LISTED ENTRIES
******
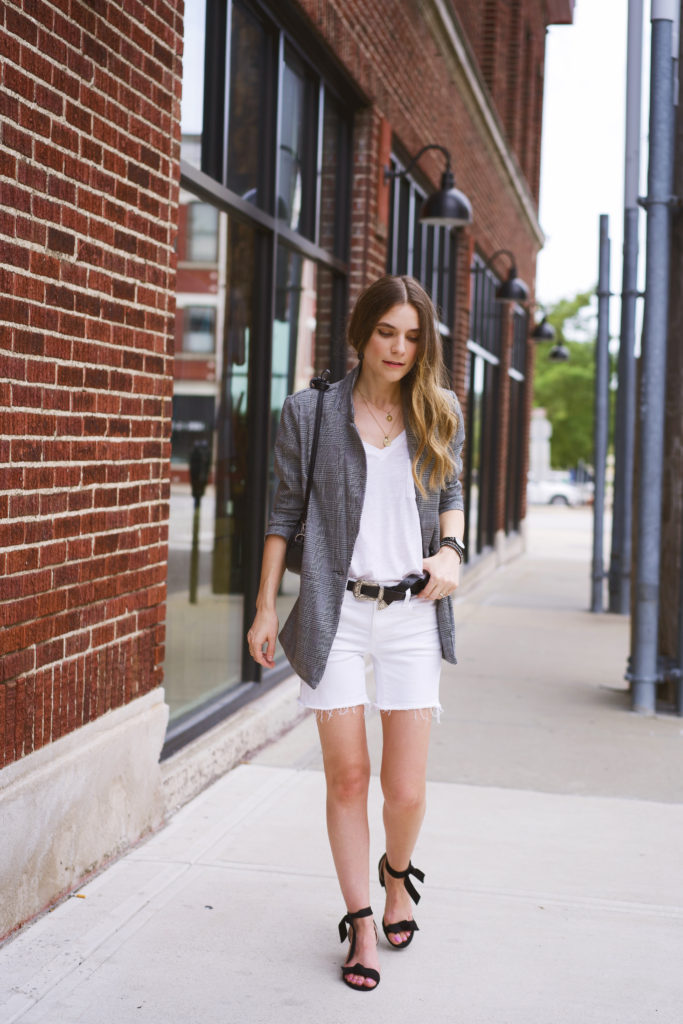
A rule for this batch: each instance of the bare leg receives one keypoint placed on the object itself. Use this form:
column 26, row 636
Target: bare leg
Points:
column 403, row 783
column 347, row 774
******
EXERCISE DIRECTIONS
If pictures appear among the records, do not carry them over; retype the rest exactly.

ANSWER SECTION
A rule for this batch: each instance of the bare leg receives one keypoint placed on the object itself. Use this form:
column 26, row 636
Target: bare leg
Points:
column 403, row 783
column 347, row 774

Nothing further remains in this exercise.